Reproduce every one of the entries below in full, putting "nonzero winding rule" in place of each "even-odd rule" and leaving everything else as it is.

++++ PROVIDED MATERIAL ++++

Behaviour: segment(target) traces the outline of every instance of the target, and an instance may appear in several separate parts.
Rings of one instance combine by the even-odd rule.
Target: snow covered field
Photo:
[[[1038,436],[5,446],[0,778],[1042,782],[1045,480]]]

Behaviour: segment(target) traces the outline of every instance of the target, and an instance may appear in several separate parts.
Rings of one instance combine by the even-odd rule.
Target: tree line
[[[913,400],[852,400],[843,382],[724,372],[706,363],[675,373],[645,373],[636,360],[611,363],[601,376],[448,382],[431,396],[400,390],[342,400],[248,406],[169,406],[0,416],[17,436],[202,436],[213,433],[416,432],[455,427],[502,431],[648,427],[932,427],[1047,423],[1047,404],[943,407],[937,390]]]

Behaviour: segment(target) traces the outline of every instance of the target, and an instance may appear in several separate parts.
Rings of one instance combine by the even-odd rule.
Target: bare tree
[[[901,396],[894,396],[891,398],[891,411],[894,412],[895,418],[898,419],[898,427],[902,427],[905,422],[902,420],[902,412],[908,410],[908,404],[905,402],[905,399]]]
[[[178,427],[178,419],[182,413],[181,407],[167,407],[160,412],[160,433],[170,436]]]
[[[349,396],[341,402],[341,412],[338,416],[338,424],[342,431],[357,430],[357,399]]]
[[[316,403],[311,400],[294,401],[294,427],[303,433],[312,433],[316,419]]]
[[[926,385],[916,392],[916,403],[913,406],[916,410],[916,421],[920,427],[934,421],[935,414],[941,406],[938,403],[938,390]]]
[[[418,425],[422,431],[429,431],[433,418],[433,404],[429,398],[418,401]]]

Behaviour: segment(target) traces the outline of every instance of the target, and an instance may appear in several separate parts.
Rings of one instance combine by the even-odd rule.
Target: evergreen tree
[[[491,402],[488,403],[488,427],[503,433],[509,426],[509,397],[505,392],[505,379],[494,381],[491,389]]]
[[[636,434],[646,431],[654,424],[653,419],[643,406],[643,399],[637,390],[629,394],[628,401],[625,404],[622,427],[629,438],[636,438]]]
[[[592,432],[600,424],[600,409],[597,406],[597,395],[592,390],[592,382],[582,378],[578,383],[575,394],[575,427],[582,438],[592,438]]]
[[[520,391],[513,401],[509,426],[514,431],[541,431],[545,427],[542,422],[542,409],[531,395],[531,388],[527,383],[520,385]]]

++++

### COMPLETED EXERCISE
Behaviour: segment(target) traces the outline of every instance of the target, and an instance may appear in several separate parts.
Rings of one instance combine by the nonzero winding rule.
Target: snow covered field
Photo:
[[[1038,436],[5,446],[0,778],[1042,782],[1045,480]]]

Behaviour: segment(target) traces the outline of every instance of the target, and an instance may appear in several separate parts.
Rings of one instance combine by the nonzero winding rule.
Target: tree line
[[[913,400],[852,400],[843,382],[724,372],[706,363],[675,373],[645,373],[636,360],[611,363],[601,376],[448,382],[431,396],[400,390],[342,400],[248,406],[169,406],[0,416],[17,436],[202,436],[213,433],[416,432],[455,427],[502,431],[648,427],[932,427],[1047,423],[1047,404],[943,407],[937,390]]]

Behaviour: segment(target) traces the outline of every instance of the target, and an instance may appear in several separate parts.
Rings of one instance combine by the nonzero winding rule.
Target: bare tree
[[[901,396],[894,396],[891,398],[891,411],[894,412],[895,418],[898,419],[898,427],[902,427],[905,422],[902,420],[902,412],[908,410],[908,404],[905,402],[905,399]]]
[[[178,427],[178,419],[182,413],[181,407],[167,407],[160,412],[160,433],[170,436]]]
[[[349,396],[341,402],[341,412],[338,416],[338,424],[342,431],[357,430],[357,399]]]
[[[316,403],[311,400],[294,401],[294,427],[303,433],[312,433],[316,419]]]
[[[926,385],[916,392],[916,403],[913,406],[916,410],[916,421],[920,427],[934,421],[935,414],[941,406],[938,403],[938,390]]]
[[[418,425],[422,431],[429,431],[433,418],[433,404],[429,398],[418,401]]]

Behaviour: segment(target) traces the outline of every instance of the target, and an instance may appear in several separate parts.
Rings of one instance combine by the nonzero winding rule.
Target: evergreen tree
[[[491,402],[488,403],[488,427],[503,433],[509,426],[509,397],[505,392],[505,379],[494,381],[491,389]]]
[[[636,434],[646,431],[654,424],[653,419],[643,406],[643,399],[637,390],[629,394],[628,401],[625,404],[622,427],[629,438],[636,438]]]
[[[592,432],[600,424],[600,409],[597,406],[597,395],[592,390],[592,382],[582,378],[578,383],[575,394],[575,427],[582,438],[592,438]]]
[[[520,391],[513,401],[509,426],[514,431],[541,431],[545,427],[542,422],[542,409],[531,395],[531,388],[527,383],[520,385]]]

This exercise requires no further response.